* Begin EXERCISE INPUT *
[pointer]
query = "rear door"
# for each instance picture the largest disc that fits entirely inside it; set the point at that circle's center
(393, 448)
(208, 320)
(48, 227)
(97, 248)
* End EXERCISE INPUT *
* AIM
Copy out every line of the rows above, keeping each character unchanged.

* WORKED SOLUTION
[pointer]
query = "rear door"
# for each instance picture the largest disc that fits entirely inside it; set the point at that circle's center
(393, 448)
(208, 320)
(48, 227)
(97, 248)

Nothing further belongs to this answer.